>> BEGIN Material for the task

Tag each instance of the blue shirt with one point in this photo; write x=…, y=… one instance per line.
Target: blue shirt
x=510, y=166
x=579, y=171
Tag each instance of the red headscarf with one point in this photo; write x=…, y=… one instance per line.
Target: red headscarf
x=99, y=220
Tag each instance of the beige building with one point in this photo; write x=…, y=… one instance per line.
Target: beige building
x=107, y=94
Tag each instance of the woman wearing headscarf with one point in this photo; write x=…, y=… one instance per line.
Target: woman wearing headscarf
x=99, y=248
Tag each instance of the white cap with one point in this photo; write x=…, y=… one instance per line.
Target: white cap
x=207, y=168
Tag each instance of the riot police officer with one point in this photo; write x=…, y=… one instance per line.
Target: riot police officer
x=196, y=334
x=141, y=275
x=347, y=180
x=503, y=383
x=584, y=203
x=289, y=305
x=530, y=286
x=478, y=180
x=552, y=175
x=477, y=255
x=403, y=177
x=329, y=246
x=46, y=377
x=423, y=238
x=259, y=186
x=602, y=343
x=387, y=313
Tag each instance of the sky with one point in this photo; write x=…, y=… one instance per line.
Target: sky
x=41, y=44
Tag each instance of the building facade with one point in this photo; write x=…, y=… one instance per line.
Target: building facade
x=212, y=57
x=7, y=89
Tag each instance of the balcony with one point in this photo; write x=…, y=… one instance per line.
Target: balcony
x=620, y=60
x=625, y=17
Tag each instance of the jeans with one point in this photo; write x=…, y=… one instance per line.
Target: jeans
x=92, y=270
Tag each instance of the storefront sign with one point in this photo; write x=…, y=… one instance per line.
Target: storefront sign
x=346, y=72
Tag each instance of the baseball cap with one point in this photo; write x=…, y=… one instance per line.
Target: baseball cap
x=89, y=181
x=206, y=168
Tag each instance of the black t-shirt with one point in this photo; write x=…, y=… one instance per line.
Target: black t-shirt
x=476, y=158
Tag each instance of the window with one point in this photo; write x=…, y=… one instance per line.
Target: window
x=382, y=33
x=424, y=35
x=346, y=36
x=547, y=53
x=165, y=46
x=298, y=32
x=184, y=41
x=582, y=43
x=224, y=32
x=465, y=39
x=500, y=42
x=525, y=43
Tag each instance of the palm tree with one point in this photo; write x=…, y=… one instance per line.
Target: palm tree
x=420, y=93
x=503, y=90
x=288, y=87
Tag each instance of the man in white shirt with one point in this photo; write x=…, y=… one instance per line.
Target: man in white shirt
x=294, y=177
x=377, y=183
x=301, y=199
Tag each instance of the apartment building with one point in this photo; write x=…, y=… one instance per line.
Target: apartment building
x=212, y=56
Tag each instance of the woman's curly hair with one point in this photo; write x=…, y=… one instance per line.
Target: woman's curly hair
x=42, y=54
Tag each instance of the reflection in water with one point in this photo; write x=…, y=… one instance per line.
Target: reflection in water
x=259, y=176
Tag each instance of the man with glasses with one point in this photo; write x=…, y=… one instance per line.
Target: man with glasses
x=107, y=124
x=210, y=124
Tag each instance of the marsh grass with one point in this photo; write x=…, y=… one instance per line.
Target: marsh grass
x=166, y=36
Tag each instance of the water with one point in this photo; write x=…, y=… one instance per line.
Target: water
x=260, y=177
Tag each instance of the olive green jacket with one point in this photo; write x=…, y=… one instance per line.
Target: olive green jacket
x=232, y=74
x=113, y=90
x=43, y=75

>> END Material for the task

What the exercise asks: Each line from the one containing "Tag each instance of the man in" to the end of the records should be echoed exactly, and no other line.

Completed task:
Tag each instance of the man in white shirt with one point in this photo; write x=…, y=… one instance per line.
Target: man in white shirt
x=294, y=177
x=377, y=183
x=301, y=199
Tag each instance of the apartment building with one point in this photo; write x=…, y=… one instance per line.
Target: apartment building
x=212, y=56
Tag each instance of the woman's curly hair with one point in this photo; write x=…, y=… one instance per line.
Target: woman's curly hair
x=42, y=54
Tag each instance of the reflection in water with one point in this photo; write x=…, y=… one instance per line.
Target: reflection in water
x=259, y=176
Tag each instance of the man with glasses with one point in this photo; write x=…, y=… one instance per line.
Target: man with glasses
x=107, y=124
x=210, y=124
Tag each instance of the marsh grass with one point in this photo; write x=…, y=… one instance per line.
Target: marsh grass
x=166, y=36
Tag each instance of the water with one point in this photo; write x=…, y=… one instance per line.
Target: water
x=260, y=177
Tag each instance of the olive green jacket with one point in this photo; write x=…, y=… one instance per line.
Target: olive green jacket
x=232, y=74
x=113, y=90
x=43, y=75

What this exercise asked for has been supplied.